▶ **Source passage**:

★ ★ ★ ★ ★ ★ ★

For the test group data, the results for all the linear relations between the predicted concentrations and expected concentrations were satisfactory (Table 4)—an important outcome considering that all standard solutions selected for the test group had sugar concentration levels that were orthogonal regarding the solutions used in calibration set. All linear equations obtained had no significant intercepts at level of 5%, and were set to zero; slopes varied between 0.95 and 1.03, being the theoretical values (unity) included in all of the confidence intervals (at level of 95%); RSE values were equal to or less than 0.71 and R² values were equal to or greater than 0.986. As expected, all models had good linear fit quality, since their residues followed a random distribution, presented normality and did not show presence of influential data in the estimation of the regression coefficients (data not shown). Again, there was no evidence of differences in predictive results between the two assays. Figure 5 shows these linear comparisons between the predicted values by the multiple regression analysis versus actual values of the concentration of each sugar and total sugar content, for the training and testing group, of the standard solutions with or without ionic background.

★ ★ ★ ★ ★ ★ ★

▶ **Dataset extract**:
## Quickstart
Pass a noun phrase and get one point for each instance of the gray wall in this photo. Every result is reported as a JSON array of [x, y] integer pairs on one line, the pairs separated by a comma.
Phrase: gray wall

★ ★ ★ ★ ★ ★ ★

▶ **Directions for this task**: According to the passage on predicting sugar concentrations, what range did the slopes of the linear equations fall in? The listing comes from a different source than the text.

▶ **Answer to the exercise**: Between 0.95 and 1.03.